Raw listing:

◇ ◇ ◇

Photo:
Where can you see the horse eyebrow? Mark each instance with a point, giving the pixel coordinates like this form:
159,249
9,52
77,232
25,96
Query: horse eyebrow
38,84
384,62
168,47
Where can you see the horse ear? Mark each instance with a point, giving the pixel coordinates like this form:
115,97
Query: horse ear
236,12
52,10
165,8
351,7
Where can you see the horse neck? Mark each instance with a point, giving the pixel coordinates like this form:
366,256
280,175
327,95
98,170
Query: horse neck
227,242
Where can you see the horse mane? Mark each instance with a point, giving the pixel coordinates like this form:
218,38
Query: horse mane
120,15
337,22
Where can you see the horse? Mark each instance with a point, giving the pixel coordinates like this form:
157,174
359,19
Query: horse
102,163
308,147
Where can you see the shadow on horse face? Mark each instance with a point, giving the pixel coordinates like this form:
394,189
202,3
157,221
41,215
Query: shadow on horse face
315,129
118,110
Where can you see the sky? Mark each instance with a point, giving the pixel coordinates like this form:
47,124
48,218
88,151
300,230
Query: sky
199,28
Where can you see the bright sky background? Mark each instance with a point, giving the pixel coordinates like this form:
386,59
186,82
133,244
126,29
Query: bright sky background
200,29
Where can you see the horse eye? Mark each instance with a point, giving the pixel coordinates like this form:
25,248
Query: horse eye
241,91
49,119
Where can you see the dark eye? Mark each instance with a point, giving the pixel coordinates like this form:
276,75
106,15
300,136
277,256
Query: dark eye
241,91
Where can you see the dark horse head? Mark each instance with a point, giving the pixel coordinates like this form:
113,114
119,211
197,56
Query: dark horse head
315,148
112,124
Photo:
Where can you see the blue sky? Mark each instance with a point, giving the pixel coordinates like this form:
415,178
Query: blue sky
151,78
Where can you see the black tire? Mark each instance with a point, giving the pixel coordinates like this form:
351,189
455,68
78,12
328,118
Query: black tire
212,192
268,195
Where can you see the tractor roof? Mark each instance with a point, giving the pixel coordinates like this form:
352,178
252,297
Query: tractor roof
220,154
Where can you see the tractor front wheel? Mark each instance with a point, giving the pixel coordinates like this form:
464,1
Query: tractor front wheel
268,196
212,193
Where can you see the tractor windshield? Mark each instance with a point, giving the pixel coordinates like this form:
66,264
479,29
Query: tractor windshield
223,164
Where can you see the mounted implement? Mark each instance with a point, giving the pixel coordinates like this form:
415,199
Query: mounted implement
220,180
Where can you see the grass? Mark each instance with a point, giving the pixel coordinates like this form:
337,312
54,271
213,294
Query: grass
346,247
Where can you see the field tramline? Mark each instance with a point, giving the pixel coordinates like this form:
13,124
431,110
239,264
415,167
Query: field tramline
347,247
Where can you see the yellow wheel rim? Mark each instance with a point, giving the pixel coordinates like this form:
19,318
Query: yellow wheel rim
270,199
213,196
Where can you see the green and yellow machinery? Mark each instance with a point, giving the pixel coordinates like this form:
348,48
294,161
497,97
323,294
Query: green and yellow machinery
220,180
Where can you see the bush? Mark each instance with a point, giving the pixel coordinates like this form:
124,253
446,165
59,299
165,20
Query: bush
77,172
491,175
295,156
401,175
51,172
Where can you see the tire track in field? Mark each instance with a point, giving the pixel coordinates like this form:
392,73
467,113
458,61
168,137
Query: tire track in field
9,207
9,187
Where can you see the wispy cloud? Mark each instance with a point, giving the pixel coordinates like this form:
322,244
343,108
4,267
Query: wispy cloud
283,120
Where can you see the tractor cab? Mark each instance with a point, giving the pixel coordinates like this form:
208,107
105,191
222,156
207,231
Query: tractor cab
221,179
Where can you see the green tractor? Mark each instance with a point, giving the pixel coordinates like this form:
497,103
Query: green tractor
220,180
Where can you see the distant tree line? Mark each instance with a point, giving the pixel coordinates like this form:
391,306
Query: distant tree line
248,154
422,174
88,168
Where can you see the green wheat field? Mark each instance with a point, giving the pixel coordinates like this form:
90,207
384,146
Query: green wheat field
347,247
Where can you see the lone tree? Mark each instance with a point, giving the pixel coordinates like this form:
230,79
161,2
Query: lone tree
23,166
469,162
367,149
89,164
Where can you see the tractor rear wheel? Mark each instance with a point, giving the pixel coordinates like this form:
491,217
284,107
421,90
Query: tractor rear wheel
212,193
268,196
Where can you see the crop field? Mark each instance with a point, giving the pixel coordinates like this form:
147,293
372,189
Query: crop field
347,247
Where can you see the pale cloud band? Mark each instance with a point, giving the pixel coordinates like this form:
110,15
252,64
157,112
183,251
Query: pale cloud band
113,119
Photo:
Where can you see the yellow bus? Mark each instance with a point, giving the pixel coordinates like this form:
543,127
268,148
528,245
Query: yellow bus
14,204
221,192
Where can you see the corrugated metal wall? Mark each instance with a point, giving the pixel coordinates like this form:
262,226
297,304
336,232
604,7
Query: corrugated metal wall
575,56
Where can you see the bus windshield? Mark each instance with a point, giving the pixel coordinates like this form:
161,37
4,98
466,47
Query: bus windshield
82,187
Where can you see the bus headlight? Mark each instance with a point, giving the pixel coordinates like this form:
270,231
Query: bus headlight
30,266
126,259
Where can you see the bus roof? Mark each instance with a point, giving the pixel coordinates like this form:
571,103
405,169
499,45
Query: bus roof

◇ ◇ ◇

EXERCISE DETAILS: Copy the listing verbatim, starting at the line containing "Where can you see the tractor rear" and continuing through the final line of the listing.

ANSWER TO THE EXERCISE:
Where can you see the tractor rear wheel? Mark each instance with a point, giving the pixel coordinates like this form:
491,217
284,107
421,90
Query: tractor rear wheel
212,193
268,196
Where can you see the crop field? Mark each instance with a point, giving the pixel coordinates like this form:
147,293
372,189
Query: crop field
347,247
Where can you see the pale cloud band? Mark each instance with a point, giving the pixel coordinates like this form:
110,15
252,64
157,112
183,251
Query: pale cloud band
113,119
Photo:
Where can you see the yellow bus? Mark each instance with a point, giving the pixel coordinates like this form:
543,127
268,148
528,245
Query: yellow bus
14,204
221,192
Where can you see the corrugated metal wall? Mark each instance with a point, giving the pixel coordinates like this form:
262,226
297,304
336,232
604,7
Query: corrugated metal wall
575,56
Where can you see the bus windshield? Mark each instance with a point, giving the pixel coordinates like this form:
161,37
4,98
466,47
Query: bus windshield
82,187
Where can you see the bus headlight? Mark each instance with a point, giving the pixel coordinates like this form:
270,231
Query: bus headlight
30,266
126,259
Where can you see the bus roof? Mark each instance with a point, giving the pixel coordinates like this form:
571,103
405,169
499,45
Query: bus roof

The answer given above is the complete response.